• **WRITTEN PROBLEM**
Extract every line in the entries below that contains the string "water", with case counting.

┌─ MATERIALS PROVIDED

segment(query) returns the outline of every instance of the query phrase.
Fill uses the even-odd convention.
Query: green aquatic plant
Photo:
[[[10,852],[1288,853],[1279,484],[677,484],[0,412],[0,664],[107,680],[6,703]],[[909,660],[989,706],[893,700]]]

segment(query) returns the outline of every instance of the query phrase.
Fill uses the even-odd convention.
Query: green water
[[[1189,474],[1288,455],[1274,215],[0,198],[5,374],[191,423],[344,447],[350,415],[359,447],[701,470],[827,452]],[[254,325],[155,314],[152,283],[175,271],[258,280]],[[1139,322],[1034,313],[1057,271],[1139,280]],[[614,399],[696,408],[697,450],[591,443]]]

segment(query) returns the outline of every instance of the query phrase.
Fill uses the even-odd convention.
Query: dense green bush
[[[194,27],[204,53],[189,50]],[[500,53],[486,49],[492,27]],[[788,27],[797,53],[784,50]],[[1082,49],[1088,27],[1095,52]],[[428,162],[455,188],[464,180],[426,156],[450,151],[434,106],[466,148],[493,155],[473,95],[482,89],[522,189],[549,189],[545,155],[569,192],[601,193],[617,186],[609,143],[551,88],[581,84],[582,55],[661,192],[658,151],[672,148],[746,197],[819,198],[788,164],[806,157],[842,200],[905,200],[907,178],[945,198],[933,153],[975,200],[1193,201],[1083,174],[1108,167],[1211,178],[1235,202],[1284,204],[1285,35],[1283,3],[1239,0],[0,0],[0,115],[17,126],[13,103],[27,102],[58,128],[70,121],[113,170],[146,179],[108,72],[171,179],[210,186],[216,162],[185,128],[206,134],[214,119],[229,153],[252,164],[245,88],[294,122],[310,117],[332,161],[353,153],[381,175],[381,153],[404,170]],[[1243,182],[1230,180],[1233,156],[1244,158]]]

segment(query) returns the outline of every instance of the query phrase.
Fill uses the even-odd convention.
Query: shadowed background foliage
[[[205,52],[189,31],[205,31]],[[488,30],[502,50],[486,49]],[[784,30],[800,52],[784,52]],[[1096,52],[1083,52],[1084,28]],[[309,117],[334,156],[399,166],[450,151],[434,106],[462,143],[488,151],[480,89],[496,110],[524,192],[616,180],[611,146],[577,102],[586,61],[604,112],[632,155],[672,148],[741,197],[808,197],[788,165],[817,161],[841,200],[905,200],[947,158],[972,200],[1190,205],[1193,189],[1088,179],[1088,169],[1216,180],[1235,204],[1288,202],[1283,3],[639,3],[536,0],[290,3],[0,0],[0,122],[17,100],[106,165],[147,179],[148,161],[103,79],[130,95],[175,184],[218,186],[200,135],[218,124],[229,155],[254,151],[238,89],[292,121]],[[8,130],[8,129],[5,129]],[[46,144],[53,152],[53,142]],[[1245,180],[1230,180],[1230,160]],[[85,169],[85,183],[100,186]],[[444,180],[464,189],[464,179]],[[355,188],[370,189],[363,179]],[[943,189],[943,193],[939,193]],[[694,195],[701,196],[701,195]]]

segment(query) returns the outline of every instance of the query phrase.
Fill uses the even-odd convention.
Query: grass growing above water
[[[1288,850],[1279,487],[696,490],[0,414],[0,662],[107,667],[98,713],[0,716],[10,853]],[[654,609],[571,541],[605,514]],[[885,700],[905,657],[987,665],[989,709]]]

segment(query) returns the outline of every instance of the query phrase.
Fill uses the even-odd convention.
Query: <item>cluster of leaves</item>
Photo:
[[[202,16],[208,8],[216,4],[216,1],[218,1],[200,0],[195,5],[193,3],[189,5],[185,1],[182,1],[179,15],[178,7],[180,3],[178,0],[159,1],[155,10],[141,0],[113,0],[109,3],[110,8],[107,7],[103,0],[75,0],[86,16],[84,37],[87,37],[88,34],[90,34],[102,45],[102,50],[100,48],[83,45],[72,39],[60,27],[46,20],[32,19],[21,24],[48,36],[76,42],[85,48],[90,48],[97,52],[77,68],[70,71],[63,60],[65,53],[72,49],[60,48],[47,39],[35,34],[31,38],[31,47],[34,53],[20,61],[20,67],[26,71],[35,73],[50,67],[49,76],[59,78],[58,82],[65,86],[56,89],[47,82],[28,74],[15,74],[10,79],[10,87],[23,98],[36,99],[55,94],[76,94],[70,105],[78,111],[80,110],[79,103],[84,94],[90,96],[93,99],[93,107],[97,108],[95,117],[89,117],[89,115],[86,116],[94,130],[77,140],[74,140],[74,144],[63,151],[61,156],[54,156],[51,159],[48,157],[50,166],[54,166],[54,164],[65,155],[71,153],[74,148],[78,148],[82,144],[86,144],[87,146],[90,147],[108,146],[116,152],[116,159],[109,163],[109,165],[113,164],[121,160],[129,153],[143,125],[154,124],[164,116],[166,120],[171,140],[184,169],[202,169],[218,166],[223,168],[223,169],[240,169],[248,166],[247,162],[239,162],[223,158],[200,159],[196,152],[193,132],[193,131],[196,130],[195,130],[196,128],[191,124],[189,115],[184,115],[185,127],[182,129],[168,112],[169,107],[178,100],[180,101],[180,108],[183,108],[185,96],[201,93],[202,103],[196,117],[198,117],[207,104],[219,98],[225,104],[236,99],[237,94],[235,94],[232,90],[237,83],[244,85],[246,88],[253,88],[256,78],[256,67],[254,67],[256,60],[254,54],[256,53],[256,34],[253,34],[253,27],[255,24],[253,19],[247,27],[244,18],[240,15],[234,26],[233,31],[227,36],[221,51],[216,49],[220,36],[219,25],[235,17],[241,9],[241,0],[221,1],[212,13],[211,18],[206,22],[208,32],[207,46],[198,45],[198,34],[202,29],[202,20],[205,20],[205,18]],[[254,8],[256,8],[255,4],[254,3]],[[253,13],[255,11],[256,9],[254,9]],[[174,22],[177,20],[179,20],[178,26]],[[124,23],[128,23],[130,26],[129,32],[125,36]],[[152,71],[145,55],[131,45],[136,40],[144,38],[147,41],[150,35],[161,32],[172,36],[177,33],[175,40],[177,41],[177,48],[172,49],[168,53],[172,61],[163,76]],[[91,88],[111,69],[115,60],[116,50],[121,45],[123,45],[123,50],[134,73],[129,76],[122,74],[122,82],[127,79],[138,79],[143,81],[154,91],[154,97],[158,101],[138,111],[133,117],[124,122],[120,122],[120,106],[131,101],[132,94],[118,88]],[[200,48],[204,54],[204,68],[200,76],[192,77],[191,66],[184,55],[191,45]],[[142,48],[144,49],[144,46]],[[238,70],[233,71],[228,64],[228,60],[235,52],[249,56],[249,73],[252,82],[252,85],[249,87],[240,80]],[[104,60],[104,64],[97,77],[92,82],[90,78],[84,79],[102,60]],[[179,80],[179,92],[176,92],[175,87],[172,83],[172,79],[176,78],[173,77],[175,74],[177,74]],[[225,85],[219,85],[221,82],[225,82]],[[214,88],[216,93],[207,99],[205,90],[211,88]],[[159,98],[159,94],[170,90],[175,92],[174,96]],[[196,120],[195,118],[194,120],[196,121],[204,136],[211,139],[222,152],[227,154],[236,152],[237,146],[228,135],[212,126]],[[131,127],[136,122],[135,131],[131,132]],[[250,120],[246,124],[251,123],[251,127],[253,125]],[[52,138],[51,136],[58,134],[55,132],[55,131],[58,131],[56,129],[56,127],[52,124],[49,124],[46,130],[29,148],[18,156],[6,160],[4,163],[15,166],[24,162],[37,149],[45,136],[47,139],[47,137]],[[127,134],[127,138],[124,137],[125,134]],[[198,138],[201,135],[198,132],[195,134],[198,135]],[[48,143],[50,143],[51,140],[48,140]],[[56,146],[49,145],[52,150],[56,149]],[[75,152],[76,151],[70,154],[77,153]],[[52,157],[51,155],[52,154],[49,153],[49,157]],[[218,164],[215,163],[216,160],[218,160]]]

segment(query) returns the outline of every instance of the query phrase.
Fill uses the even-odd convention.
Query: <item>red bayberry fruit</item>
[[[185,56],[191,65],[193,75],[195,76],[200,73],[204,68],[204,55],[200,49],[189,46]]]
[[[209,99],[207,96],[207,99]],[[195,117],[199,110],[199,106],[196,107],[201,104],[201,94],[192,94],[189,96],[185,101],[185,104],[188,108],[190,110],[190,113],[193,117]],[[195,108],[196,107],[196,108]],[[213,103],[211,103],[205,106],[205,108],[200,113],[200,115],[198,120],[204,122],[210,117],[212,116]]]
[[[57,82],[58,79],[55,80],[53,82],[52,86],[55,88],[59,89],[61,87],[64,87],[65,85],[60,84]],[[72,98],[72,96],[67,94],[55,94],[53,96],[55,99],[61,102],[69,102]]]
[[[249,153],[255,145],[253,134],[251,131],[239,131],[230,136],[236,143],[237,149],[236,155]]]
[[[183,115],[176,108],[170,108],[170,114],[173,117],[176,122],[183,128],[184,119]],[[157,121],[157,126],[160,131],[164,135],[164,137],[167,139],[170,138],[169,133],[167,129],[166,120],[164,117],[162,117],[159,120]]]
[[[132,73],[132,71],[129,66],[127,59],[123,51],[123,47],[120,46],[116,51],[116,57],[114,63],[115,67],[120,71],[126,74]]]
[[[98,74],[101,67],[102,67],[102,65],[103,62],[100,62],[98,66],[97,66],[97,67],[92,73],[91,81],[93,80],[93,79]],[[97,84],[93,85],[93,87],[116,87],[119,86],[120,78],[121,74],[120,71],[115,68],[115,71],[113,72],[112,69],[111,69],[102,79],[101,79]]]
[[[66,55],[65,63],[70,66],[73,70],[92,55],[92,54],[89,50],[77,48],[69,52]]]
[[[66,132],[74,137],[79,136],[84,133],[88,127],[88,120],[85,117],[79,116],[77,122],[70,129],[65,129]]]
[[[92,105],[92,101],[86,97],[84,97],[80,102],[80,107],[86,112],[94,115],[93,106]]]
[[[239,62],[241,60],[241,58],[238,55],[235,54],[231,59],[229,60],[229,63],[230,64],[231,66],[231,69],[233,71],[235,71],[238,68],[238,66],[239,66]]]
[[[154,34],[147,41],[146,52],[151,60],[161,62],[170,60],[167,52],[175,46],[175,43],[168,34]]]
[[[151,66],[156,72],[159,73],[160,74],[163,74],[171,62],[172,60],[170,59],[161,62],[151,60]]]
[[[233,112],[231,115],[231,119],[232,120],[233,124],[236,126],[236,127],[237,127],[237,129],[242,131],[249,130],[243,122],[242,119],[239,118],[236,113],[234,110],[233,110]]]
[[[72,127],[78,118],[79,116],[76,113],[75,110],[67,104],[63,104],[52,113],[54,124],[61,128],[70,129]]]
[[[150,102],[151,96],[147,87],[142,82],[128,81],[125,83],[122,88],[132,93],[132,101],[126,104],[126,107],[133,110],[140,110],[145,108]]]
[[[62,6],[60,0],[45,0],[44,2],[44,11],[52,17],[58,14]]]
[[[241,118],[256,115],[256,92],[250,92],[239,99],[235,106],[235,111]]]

└─

• **RIGHT ANSWER**
Query: green water
Query: grass growing above water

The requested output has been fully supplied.